[Stored data entries]
*** Begin section ***

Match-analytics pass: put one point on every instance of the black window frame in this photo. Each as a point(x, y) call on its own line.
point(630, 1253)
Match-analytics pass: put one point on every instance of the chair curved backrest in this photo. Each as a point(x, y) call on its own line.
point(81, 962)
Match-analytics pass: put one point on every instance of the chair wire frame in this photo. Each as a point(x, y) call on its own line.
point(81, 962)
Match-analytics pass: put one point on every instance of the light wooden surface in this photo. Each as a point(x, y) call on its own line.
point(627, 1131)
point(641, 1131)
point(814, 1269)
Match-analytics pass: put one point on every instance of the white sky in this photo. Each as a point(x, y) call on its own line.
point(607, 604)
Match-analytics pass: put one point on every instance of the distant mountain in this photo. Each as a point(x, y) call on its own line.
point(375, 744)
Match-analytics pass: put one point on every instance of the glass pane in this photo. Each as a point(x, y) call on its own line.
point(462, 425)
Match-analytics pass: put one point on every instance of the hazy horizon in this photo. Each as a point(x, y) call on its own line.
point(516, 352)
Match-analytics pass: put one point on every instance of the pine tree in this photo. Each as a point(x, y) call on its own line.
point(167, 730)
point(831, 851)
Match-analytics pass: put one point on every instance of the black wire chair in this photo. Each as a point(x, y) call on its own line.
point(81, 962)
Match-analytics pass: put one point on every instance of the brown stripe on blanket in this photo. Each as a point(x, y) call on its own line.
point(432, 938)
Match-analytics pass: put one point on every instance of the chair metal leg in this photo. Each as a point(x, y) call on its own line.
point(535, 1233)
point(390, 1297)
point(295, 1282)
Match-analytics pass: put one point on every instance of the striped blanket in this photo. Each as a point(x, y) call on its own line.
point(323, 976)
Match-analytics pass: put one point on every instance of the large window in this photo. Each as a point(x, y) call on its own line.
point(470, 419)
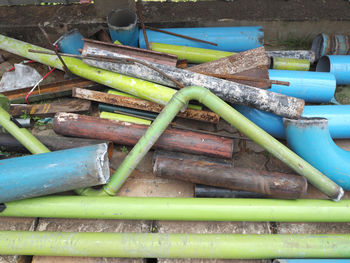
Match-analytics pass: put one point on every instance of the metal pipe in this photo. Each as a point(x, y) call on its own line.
point(180, 209)
point(315, 87)
point(140, 88)
point(290, 64)
point(54, 172)
point(227, 38)
point(233, 117)
point(153, 245)
point(338, 119)
point(337, 65)
point(128, 134)
point(201, 171)
point(227, 90)
point(311, 140)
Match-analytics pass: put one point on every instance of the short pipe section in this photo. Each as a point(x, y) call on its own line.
point(311, 140)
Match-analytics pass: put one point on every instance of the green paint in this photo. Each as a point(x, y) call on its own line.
point(191, 54)
point(152, 245)
point(125, 118)
point(290, 64)
point(182, 209)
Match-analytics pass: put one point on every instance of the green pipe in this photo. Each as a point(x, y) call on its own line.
point(152, 245)
point(204, 96)
point(191, 54)
point(140, 88)
point(122, 117)
point(21, 134)
point(290, 64)
point(182, 209)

*** End section ***

#### Your assignment
Write out all the records exactly, omitting the images.

#### Answer section
Match-analytics pass: put one point on every instance of the black window frame in this photo. Each as a point(x, y) call on its own line.
point(630, 1253)
Match-analytics pass: put one point on every instance of the chair curved backrest in this photo. Each as a point(x, y) call on its own line.
point(81, 962)
Match-analytics pass: put one point on every instance of the chair wire frame in this photo. Each as a point(x, y) call on its own line.
point(81, 962)
Match-analytics pass: put one point on every instance of the light wooden surface in this photo. Each as a point(x, y) call on its own line.
point(627, 1131)
point(641, 1131)
point(814, 1269)
Match-analytics pass: put one point on every instance of the white sky in this photo. Each as a point(x, y) call on its own line.
point(607, 604)
Match-analytics pass: put one point on every instance of the distant mountain in this photo. Each as a point(x, y) call on its own line.
point(375, 744)
Match-analytics pass: put one point on every instance of the glass pane in this photo. Each as a point(x, y) call on its own line.
point(462, 425)
Match-analytics pass: put one point on every instance of the hazy horizon in this photo. Each as a point(x, y) call on its own line.
point(516, 352)
Match-analytics pass: put one point on every instance of the pine tree in this photo. Each as a point(x, y) call on its own line.
point(167, 730)
point(831, 851)
Match-analytics pass: put one point on every instance of the black wire chair in this photo. Each as a point(x, y) call on its own line.
point(81, 962)
Match-analytics pass: put one point on every instance of the brown stripe on blanket in this photo. Each as a point(x, y) call on its own line.
point(432, 938)
Match-analytics pass: put one point on every instance of the chair metal leg in this photo. Each as a point(x, y) call on its own line.
point(535, 1233)
point(390, 1297)
point(295, 1282)
Match-analytics pass: put one point on every instance of the striped blanket in this photo. Each as a point(x, y) call on its own line.
point(323, 976)
Match-analytics pass: put one point on every instance of the large window in this photo. Each as a point(x, y) call on its own line.
point(470, 419)
Match-analytics pass: put one point on every instance of the metal pipe in this photo. Each as a point(x, y) call on its own line.
point(180, 209)
point(315, 87)
point(140, 88)
point(290, 64)
point(54, 172)
point(227, 38)
point(233, 117)
point(153, 245)
point(338, 119)
point(337, 65)
point(128, 134)
point(201, 171)
point(227, 90)
point(311, 140)
Match-analytics pass: put one point on every instance of the short pipe section in this photo. Each as a point(x, y) call on its own line.
point(311, 140)
Match-analytics pass: put one point on every instance of the green paint in this photo. Each as a point(x, y) call on its own line.
point(191, 54)
point(152, 245)
point(125, 118)
point(290, 64)
point(182, 209)
Match-analytics pass: put one point on every instance of the green pipe in this photo. Each as a point(x, y) call on its own line.
point(152, 245)
point(204, 96)
point(191, 54)
point(140, 88)
point(122, 117)
point(21, 134)
point(290, 64)
point(182, 209)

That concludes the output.